_EXCERPT TO READ_
Cytochemical detection of H₂O₂ production in 3T3 cells. Cells were irradiated with blue light (450–490 nm at 6.3 W/cm²) for 20 min in saline containing AEC followed by thorough washing to remove large nonspecific crystals. (A) In normal saline, irradiated cells (circular area) displayed moderately dark reaction product (polyAEC) with a punctate distribution. (B) In cells pretreated with catalase, staining was darker and clearly localized in the cytoplasm. (C) Staining was markedly attenuated in cells fixed for 1.5 hr in buffered 4% paraformaldehyde solution before irradiation. (D) Staining was reduced and punctate in cells pretreated with vitamin C. Arrows denote cells with partial staining. [Bar = 100 μm and 50 μm (Inset).]

Figure 2

Ultrastructural localization of DAB reaction product (polyDAB) in 3T3 cells fixed and stained with osmium after irradiation with blue light (450–490 nm at 6.3 W/cm²) for 40 min. Staining was distributed uniformly within peroxisomes (p in A), whereas it was concentrated in the inner and outer membranes of mitochondria (m in B). Inset in A is ×2 magnification.

_WORK INSTRUCTION 1_
In the cell-staining excerpt, how long were the cells fixed in paraformaldehyde before irradiation?
_WORK INSTRUCTION 2_
Rewrite the cell-staining excerpt from "Ultrastructural localization of" to "is ×2 magnification.", swapping "uniformly" for "evenly".
Use only the cell-staining excerpt to answer.

_MATERIAL SUPPLIED_
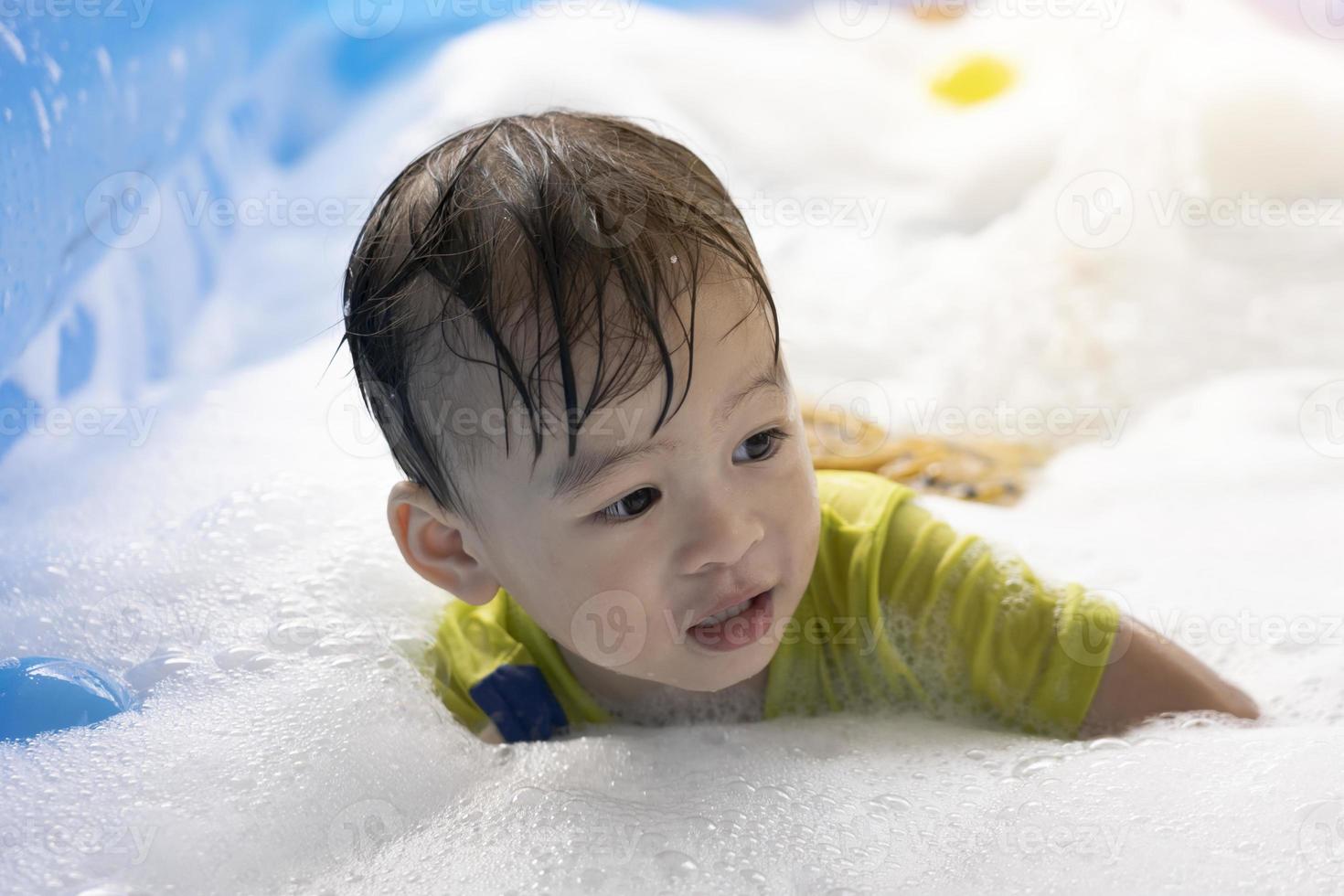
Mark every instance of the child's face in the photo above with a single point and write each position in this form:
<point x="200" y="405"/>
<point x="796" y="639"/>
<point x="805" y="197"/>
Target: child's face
<point x="620" y="570"/>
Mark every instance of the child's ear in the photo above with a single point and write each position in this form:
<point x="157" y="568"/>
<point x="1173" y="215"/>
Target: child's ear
<point x="432" y="543"/>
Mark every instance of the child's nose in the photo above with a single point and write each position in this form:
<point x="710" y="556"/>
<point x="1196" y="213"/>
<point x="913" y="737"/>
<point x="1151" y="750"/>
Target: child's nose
<point x="720" y="534"/>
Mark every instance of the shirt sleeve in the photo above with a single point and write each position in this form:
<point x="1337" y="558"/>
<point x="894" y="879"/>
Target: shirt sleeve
<point x="977" y="629"/>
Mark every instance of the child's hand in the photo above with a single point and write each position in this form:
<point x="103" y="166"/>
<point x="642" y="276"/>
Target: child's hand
<point x="1153" y="676"/>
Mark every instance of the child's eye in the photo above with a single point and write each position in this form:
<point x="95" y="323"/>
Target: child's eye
<point x="763" y="445"/>
<point x="636" y="503"/>
<point x="758" y="448"/>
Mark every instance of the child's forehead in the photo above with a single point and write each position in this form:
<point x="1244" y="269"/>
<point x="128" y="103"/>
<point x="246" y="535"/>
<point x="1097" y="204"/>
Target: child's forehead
<point x="621" y="432"/>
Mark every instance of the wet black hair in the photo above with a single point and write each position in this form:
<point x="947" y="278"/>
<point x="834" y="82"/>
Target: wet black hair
<point x="514" y="235"/>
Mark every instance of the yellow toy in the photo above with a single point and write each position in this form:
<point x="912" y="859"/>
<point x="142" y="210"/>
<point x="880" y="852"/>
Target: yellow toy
<point x="976" y="80"/>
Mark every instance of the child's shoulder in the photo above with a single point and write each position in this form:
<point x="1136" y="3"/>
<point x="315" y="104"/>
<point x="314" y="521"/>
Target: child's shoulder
<point x="858" y="497"/>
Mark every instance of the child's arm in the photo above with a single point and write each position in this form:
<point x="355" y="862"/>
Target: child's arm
<point x="1151" y="675"/>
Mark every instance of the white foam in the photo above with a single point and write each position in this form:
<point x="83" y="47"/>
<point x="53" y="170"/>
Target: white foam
<point x="237" y="564"/>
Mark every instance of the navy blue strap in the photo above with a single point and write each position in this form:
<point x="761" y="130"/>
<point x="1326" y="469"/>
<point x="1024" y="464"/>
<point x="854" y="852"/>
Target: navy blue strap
<point x="519" y="703"/>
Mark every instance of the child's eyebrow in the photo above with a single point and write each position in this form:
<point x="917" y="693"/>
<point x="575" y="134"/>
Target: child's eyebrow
<point x="589" y="469"/>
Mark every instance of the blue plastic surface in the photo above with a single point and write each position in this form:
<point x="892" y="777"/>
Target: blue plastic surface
<point x="48" y="693"/>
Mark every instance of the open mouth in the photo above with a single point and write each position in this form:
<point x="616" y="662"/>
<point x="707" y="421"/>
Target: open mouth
<point x="737" y="626"/>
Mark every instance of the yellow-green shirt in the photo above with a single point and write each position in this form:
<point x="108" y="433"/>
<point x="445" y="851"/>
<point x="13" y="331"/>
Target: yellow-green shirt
<point x="900" y="610"/>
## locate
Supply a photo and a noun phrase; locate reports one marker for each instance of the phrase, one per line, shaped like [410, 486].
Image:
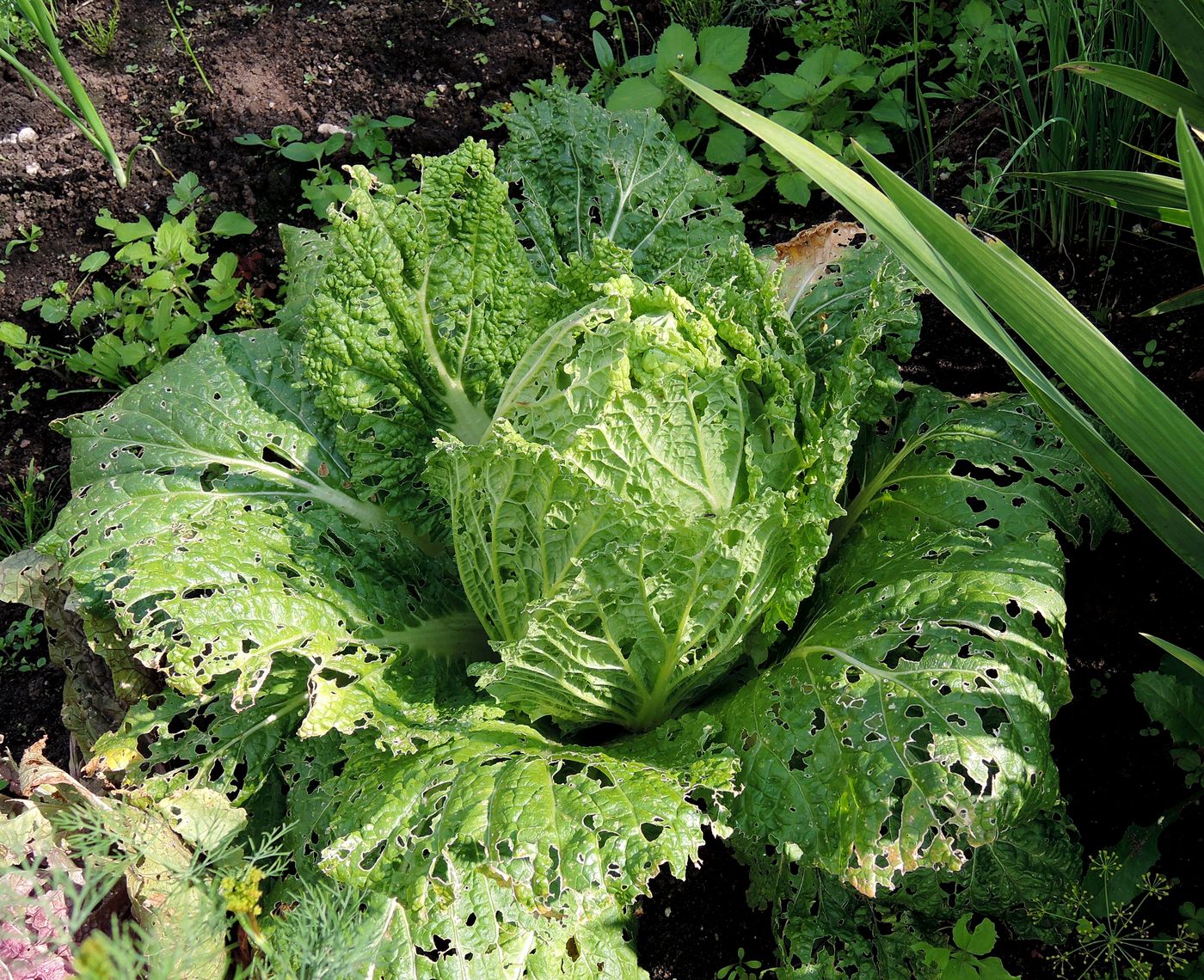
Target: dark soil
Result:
[315, 62]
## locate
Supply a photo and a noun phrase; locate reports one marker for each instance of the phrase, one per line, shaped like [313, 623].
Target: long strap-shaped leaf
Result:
[1152, 195]
[1180, 24]
[1149, 89]
[1192, 164]
[959, 269]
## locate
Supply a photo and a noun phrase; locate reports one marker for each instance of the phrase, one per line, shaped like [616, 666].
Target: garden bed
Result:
[312, 63]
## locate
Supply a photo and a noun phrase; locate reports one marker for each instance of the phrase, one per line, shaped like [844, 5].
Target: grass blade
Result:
[1180, 23]
[1152, 195]
[1194, 180]
[1186, 300]
[938, 251]
[1179, 652]
[1149, 89]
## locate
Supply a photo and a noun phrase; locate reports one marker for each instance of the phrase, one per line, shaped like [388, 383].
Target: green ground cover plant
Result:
[162, 288]
[39, 21]
[365, 140]
[539, 538]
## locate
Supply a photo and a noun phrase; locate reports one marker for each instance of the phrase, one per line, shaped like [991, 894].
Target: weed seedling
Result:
[29, 237]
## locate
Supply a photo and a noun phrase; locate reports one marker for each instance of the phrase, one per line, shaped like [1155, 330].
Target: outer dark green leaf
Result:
[911, 720]
[214, 522]
[587, 171]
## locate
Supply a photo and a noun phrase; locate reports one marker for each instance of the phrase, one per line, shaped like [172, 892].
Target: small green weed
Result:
[163, 291]
[28, 236]
[1152, 355]
[27, 510]
[967, 959]
[472, 11]
[744, 970]
[99, 34]
[23, 644]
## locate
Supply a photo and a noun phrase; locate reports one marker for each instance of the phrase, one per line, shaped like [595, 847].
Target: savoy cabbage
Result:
[483, 573]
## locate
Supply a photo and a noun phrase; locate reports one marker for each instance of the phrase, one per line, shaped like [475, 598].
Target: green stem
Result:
[188, 47]
[87, 120]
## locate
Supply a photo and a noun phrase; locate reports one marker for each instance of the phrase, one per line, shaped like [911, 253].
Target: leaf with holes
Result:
[911, 720]
[642, 507]
[503, 842]
[214, 522]
[589, 172]
[425, 306]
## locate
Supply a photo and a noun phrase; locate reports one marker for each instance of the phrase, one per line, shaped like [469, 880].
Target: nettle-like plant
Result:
[483, 573]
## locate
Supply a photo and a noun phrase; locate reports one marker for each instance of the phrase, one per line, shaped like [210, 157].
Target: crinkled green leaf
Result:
[427, 305]
[827, 931]
[869, 300]
[506, 845]
[637, 511]
[170, 743]
[911, 719]
[214, 522]
[102, 677]
[461, 943]
[587, 171]
[1017, 879]
[306, 255]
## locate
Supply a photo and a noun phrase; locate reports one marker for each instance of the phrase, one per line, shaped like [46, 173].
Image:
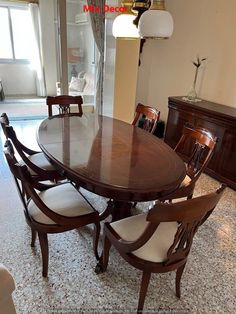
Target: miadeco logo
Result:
[105, 8]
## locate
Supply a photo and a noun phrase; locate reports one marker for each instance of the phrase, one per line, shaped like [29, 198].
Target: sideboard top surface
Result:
[207, 106]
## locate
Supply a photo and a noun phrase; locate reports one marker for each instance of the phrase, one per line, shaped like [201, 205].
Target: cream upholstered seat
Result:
[7, 286]
[154, 250]
[40, 161]
[159, 241]
[64, 200]
[186, 181]
[51, 208]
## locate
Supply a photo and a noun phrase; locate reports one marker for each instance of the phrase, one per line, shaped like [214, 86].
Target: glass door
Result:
[78, 50]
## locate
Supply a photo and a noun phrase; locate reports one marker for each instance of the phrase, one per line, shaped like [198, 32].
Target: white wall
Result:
[204, 28]
[17, 79]
[47, 17]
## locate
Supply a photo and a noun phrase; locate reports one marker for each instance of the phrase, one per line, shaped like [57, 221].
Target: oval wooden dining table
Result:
[111, 158]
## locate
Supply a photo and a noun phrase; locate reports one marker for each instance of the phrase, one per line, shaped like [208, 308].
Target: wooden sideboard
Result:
[220, 120]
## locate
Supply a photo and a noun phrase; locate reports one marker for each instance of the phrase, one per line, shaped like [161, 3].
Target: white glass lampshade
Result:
[123, 26]
[156, 24]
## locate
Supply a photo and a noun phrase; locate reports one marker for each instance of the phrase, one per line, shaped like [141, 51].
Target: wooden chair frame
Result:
[27, 186]
[189, 214]
[23, 151]
[152, 116]
[196, 164]
[64, 102]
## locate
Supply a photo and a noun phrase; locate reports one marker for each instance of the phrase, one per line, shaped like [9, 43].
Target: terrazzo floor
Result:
[208, 283]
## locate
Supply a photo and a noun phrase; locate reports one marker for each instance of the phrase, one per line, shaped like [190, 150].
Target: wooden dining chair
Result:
[146, 117]
[37, 163]
[63, 104]
[51, 208]
[160, 240]
[201, 143]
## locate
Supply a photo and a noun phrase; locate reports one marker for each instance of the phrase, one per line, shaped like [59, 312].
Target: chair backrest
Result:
[64, 103]
[28, 186]
[12, 162]
[189, 214]
[24, 152]
[146, 117]
[4, 120]
[203, 147]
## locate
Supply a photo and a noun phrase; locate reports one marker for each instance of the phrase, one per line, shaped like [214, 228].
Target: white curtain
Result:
[36, 58]
[98, 26]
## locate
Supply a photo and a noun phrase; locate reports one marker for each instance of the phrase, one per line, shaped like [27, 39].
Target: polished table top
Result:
[110, 157]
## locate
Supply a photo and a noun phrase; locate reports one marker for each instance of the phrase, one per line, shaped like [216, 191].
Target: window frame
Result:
[13, 60]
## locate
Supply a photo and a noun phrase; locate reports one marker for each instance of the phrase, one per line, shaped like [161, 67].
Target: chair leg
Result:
[103, 261]
[143, 290]
[33, 237]
[97, 229]
[43, 240]
[179, 273]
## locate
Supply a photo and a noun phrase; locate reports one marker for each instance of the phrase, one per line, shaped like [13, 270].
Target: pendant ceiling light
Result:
[156, 22]
[123, 25]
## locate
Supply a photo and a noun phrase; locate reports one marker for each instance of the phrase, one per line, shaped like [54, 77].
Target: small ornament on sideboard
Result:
[192, 94]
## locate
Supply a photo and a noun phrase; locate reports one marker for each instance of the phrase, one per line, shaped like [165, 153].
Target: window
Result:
[16, 33]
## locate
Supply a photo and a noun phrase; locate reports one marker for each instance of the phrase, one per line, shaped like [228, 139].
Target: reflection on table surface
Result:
[108, 152]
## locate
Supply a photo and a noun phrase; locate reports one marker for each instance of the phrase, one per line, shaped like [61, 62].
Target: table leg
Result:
[118, 210]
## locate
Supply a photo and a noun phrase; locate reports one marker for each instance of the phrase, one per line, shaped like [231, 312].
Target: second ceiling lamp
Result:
[145, 19]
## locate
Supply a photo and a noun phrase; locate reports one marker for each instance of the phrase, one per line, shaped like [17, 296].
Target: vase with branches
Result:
[192, 95]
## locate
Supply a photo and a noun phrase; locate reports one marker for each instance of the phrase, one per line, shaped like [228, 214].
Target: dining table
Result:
[111, 158]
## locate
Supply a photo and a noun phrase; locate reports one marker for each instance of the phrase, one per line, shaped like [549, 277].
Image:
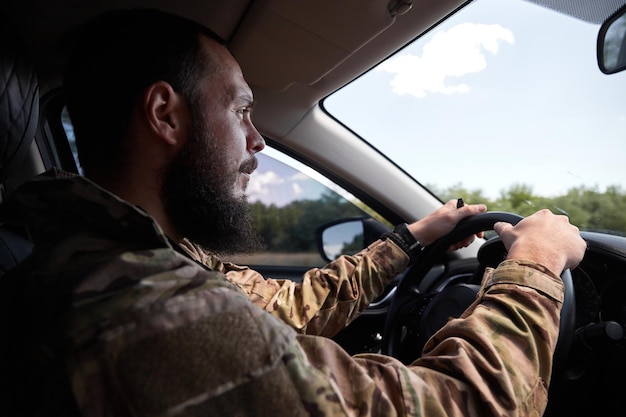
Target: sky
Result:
[505, 93]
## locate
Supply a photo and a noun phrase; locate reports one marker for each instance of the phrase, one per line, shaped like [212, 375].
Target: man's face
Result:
[204, 186]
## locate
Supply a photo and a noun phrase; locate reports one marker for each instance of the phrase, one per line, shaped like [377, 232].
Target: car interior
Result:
[294, 54]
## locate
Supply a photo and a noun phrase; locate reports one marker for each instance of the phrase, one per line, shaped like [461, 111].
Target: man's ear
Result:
[166, 112]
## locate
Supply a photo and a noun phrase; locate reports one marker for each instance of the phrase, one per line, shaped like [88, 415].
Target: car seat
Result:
[19, 111]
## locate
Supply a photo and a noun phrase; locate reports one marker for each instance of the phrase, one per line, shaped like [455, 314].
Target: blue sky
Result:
[514, 89]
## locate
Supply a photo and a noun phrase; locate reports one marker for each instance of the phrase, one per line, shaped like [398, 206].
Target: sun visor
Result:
[317, 42]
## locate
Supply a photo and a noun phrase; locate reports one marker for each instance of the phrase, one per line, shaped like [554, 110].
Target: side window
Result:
[289, 202]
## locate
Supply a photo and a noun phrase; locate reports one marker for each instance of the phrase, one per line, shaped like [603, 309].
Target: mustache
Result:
[249, 165]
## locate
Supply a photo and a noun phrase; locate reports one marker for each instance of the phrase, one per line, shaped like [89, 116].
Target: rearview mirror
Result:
[347, 236]
[612, 43]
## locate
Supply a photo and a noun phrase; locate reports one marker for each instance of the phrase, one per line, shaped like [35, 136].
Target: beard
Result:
[198, 193]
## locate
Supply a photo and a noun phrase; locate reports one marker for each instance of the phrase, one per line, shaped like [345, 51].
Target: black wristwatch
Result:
[402, 237]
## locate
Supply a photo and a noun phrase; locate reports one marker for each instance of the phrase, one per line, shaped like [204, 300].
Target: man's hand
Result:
[544, 238]
[441, 222]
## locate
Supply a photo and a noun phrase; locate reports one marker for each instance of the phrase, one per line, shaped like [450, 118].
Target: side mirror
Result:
[612, 43]
[347, 236]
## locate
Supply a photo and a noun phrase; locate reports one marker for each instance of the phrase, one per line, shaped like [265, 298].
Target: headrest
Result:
[19, 101]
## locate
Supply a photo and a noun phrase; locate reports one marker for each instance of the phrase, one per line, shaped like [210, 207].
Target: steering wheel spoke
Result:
[414, 317]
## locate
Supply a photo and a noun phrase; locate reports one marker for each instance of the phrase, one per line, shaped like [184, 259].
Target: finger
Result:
[501, 227]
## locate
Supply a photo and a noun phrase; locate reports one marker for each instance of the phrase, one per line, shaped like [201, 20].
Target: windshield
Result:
[503, 102]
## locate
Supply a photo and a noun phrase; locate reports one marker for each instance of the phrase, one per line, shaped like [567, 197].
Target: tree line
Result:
[290, 228]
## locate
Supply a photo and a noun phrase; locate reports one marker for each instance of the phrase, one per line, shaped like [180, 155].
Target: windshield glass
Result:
[504, 103]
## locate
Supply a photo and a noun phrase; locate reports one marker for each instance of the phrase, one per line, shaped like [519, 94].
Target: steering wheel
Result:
[413, 316]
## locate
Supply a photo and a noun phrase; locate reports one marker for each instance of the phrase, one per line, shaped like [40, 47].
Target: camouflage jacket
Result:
[328, 298]
[133, 327]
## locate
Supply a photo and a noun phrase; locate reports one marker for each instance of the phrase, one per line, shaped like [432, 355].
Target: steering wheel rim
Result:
[407, 289]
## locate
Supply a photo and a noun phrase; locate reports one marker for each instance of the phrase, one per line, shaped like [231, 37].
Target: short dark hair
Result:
[115, 57]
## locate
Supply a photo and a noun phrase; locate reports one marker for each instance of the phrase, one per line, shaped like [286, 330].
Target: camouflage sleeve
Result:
[209, 351]
[327, 299]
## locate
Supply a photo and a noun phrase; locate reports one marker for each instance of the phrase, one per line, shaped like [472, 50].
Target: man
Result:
[122, 321]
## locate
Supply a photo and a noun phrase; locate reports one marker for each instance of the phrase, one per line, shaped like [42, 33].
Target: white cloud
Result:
[260, 182]
[297, 189]
[452, 53]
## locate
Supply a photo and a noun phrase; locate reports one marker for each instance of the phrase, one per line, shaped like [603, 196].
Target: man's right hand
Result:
[545, 238]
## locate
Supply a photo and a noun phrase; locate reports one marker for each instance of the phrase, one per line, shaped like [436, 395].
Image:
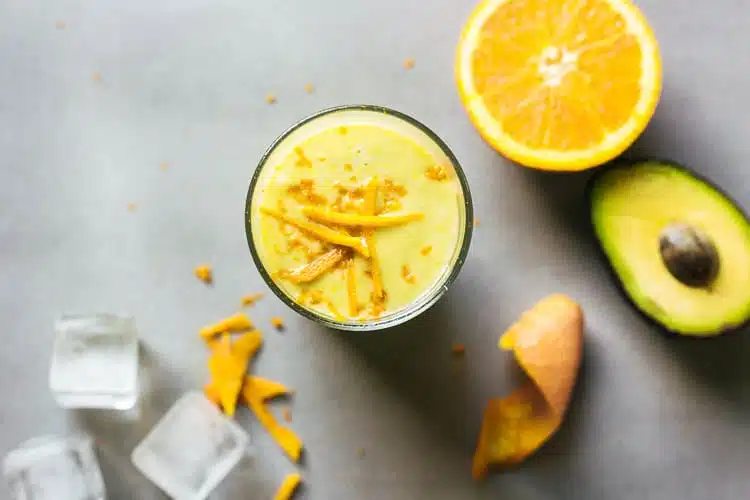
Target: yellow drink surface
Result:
[330, 170]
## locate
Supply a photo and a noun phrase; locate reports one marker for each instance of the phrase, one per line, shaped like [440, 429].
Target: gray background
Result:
[184, 82]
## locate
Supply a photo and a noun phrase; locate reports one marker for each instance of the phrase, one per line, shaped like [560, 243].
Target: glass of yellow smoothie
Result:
[359, 217]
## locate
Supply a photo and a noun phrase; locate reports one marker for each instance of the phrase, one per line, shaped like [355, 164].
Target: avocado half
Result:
[679, 246]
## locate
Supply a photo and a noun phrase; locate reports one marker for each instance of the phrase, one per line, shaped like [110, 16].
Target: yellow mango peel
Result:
[227, 366]
[547, 342]
[256, 392]
[288, 487]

_WRITTEN ANSWER 1_
1.5 hr

_WRITTEN ANSWER 2_
Ultrastructural localization of DAB reaction product (polyDAB) in 3T3 cells fixed and stained with osmium after irradiation with blue light (450–490 nm at 6.3 W/cm²) for 40 min. Staining was distributed evenly within peroxisomes (p in A), whereas it was concentrated in the inner and outer membranes of mitochondria (m in B). Inset in A is ×2 magnification.